“Старое барство” в романе Льва Толстого “Война и мир”, или Как Хлестова и Ноздрев стали положительными героями
Отом, что Лев Толстой в “Войне и мире” опоэтизировал мир “старого барства”, писали еще литературные критики – современники автора. О консерватизме общественной позиции Толстого, с симпатией описавшего мир патриархального дворянства и как бы не заметившего явлений, обозначаемых штампом “ужасы крепостничества”, было много сказано в книгах В. Б. Шкловского и Б. М. Эйхенбаума (эти работы были изданы еще во второй половине 1920-х – начале 1930-х годов). Но, может быть, самое интересное при изучении с этой точки зрения “Войны и мира” – с какими литературными произведениями при этом полемизировал писатель, какие художественные образы других авторов он словно бы истолковал по-новому в своем романе.
На одну перекличку еще давно обратил внимание такой внимательный читатель и тонкий критик, как В. В. Розанов. В статье “Горе от ума” (1899) он заметил, что “в “Войне и мире”, которая имеет темою обзор и критику именно критикуемой и Грибоедовым эпохи, есть фраза” о барыне, покидающей Москву со своими арапами и шутихами – несомненный отголосок слов Хлестовой о приобретенной ею “арапке” (“Век нынешний и век минувший…”: Комедия А. С. Грибоедова “Горе от ума” в русской критике и литературоведении. СПб., 2002. С. 227).
Но если в “Горе от ума” мода на “девок-арапок” подана как отвратительная черта дикого “века минувшего”, то Толстой видит в упомянутой им барыне (а ее образ – собирательный) проявление столь ему дорогого “скрытого патриотизма”. Такая старозаветная дворянка и ей подобные не захотели оставаться в первопрестольной под властью Наполеона, и без поступка этой дворянки не было бы победы в войне 1812 года.
Правда, Розанов решил, что эта перекличка и различие в трактовке московской барыни – хозяйки “арапов” Грибоедовым и Толстым отнюдь не следствие сознательной полемики создателя “Войны и мира” с автором “Горя от ума”: “Мы прикидываем все это примерно; говорим, что в пьесе есть какое-то недоумение в понимании своей эпохи, как на это можно указать, ссылаясь на невольную критику ее в “Горе от ума””. (Там же. С. 232.)
+++++
§ **ЧТО НУЖНО СДЕЛАТЬ**:
1 > Определите, соответствуют ли статье о «Войне и мире» утверждения (а), (б) и (в). На каждое ответьте «да» или «нет» и приведите точную цитату из статьи, которая это решает.
(а) Розанов отметил перекличку Толстого с Грибоедовым в статье 1899 года.
(б) Книги Шкловского и Эйхенбаума о Толстом вышли в 1950-х годах.
(в) Розанов считал, что Толстой сознательно полемизировал с Грибоедовым.
2 > Пожалуйста, продолжите статью о «Войне и мире» с того места, на котором она заканчивается.
Приведённые далее строки никак не связаны со статьёй.

§ **ФРАГМЕНТЫ СТРОК**:
+++++
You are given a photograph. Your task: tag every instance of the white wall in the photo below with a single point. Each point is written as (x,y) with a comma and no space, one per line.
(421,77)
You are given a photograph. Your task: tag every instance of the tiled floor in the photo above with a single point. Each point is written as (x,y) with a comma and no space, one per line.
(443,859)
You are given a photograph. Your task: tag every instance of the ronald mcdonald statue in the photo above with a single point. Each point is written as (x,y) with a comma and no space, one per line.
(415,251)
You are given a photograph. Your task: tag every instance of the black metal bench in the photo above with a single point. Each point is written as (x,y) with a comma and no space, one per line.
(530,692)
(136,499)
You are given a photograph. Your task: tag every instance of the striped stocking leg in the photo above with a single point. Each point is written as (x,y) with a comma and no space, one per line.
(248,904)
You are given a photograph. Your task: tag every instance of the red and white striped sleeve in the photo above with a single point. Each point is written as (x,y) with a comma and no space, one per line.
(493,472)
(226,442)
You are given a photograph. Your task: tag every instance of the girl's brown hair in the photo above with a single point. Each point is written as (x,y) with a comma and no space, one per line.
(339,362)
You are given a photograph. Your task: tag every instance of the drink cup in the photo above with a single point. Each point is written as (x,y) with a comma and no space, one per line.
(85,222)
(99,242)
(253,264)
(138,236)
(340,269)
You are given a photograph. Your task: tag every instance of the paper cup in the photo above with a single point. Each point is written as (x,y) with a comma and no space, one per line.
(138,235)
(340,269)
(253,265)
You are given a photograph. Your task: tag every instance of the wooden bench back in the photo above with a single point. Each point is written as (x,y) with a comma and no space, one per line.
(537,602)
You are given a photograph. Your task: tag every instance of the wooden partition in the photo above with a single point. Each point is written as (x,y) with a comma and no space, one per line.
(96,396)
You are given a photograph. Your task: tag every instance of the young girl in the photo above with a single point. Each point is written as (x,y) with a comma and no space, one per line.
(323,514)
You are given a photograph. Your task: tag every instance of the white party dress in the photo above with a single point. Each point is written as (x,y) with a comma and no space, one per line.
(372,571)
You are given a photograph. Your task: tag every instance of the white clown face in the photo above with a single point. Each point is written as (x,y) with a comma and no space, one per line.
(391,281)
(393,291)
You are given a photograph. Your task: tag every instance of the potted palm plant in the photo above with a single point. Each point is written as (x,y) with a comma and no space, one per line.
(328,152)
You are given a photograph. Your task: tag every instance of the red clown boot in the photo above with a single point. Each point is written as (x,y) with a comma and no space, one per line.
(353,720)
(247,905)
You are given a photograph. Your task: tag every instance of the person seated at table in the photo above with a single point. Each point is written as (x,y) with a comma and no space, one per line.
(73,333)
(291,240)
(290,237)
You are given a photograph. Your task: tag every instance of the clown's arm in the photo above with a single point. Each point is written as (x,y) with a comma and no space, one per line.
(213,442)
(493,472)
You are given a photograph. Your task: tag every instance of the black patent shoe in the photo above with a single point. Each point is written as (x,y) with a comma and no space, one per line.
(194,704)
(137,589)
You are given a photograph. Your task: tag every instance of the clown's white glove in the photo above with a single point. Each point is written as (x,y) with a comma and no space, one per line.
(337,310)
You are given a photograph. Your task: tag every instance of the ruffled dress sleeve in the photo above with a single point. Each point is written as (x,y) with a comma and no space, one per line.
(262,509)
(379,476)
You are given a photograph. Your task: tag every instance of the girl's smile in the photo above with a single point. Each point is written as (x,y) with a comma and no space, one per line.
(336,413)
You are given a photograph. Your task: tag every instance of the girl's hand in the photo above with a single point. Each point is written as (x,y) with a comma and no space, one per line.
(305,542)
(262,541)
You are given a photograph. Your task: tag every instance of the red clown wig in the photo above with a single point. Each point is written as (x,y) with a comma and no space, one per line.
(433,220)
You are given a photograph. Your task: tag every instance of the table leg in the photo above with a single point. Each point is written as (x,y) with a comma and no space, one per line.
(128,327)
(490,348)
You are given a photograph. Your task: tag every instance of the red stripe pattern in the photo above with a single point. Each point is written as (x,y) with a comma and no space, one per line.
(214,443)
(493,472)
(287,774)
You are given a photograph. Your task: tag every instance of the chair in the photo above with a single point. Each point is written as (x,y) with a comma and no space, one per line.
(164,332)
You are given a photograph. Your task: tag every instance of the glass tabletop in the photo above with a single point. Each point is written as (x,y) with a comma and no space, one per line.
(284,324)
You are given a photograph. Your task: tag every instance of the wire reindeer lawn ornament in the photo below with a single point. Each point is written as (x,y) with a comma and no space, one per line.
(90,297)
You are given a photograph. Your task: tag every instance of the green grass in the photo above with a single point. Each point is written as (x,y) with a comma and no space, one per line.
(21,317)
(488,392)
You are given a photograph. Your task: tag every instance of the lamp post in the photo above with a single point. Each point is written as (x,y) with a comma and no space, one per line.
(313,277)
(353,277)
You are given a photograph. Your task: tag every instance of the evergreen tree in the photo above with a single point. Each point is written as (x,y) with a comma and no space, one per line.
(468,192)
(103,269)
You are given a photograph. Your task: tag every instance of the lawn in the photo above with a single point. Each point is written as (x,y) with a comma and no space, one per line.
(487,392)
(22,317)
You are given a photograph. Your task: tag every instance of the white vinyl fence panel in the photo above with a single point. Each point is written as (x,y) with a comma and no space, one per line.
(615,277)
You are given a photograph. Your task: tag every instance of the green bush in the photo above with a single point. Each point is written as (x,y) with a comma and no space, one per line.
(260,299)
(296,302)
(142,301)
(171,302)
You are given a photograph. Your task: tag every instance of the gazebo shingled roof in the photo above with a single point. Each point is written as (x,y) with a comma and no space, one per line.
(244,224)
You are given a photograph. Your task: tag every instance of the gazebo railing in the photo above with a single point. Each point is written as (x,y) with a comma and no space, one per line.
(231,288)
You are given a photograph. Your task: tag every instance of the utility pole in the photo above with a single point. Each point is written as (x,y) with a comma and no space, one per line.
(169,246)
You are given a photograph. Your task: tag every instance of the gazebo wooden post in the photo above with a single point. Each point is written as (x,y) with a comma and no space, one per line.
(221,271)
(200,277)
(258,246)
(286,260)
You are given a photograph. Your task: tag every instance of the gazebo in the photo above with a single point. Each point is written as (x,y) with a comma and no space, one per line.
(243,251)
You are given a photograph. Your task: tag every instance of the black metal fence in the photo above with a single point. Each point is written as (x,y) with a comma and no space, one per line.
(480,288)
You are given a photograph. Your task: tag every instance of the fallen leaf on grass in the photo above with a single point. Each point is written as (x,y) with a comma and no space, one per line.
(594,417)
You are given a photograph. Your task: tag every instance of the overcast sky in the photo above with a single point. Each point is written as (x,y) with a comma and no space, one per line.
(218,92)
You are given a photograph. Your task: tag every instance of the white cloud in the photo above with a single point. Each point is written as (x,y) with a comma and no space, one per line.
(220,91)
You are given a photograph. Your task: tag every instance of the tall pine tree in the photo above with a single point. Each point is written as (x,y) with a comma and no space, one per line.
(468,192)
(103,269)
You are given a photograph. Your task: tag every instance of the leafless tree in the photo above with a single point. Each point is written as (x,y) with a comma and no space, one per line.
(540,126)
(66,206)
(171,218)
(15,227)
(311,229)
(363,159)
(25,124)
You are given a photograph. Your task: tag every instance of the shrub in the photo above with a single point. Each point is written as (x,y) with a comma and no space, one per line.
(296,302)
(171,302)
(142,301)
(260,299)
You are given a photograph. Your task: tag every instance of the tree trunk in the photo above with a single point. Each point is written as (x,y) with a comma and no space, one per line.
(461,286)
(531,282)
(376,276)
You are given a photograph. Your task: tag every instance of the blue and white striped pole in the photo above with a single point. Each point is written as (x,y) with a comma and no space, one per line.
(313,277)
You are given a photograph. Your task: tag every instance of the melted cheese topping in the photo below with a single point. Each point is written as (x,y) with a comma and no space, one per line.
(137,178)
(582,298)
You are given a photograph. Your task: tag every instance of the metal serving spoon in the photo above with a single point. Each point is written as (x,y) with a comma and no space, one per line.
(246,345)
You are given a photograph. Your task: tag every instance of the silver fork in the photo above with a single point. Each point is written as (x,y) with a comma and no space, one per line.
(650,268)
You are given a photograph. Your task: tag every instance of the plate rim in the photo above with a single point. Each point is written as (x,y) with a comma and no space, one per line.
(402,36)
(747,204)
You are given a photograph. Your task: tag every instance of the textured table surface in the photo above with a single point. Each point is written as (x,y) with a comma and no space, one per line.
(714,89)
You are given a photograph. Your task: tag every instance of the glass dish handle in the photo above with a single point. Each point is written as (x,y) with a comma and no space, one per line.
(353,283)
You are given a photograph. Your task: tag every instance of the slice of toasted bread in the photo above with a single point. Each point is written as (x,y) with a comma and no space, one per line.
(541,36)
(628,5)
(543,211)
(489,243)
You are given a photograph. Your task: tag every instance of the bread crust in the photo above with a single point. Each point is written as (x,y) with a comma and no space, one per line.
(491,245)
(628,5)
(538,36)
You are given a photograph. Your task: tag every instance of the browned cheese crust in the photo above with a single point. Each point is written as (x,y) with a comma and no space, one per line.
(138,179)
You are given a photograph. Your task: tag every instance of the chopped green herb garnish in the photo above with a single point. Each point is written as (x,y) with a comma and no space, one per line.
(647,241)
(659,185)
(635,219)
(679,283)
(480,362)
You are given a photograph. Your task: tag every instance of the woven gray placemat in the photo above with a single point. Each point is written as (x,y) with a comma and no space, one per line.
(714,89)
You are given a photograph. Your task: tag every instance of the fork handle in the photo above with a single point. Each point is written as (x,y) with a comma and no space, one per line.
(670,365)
+++++
§ **ОТВЕТЫ ПО ЗАДАНИЯМ**:
1 >
(а) Да: «В статье “Горе от ума” (1899) он заметил».
(б) Нет: «эти работы были изданы еще во второй половине 1920-х – начале 1930-х годов».
(в) Нет: «отнюдь не следствие сознательной полемики создателя “Войны и мира” с автором “Горя от ума”».

2 >
Спустя почти пятьдесят лет после Розанова, в 1941 году, емко и точно о толстовской трактовке грибоедовской Москвы заметила писательница из первой послереволюционной эмиграции Н. Н. Берберова: “Еще о “Войне и мире”.
Фамусовская Москва, с Ростовым-Фамусовым, и Тугоуховские, и Репетиловы – все налицо. Толстой как бы благословил то, что Грибоедов бичевал” ( Берберова Н. Н. Курсив мой: Автобиография. М., 1996.
С. 471).
На самом деле полемика в изображении “старого барства” Толстой полемизирует – причем вполне осознанно – не только с Грибоедовым, но и еще со многими произведениями русской литературы, в которых отражены взгляды, которые – не ища более точных определений – можно назвать либеральными и прогрессистскими.
Итак, вчитаемся в текст. Начнем с пассажа из “Войны и мира” о барыне и ее чернокожих слугах (между прочим, Розанов в своей статье цитирует текст Толстого неточно – очевидно, по памяти).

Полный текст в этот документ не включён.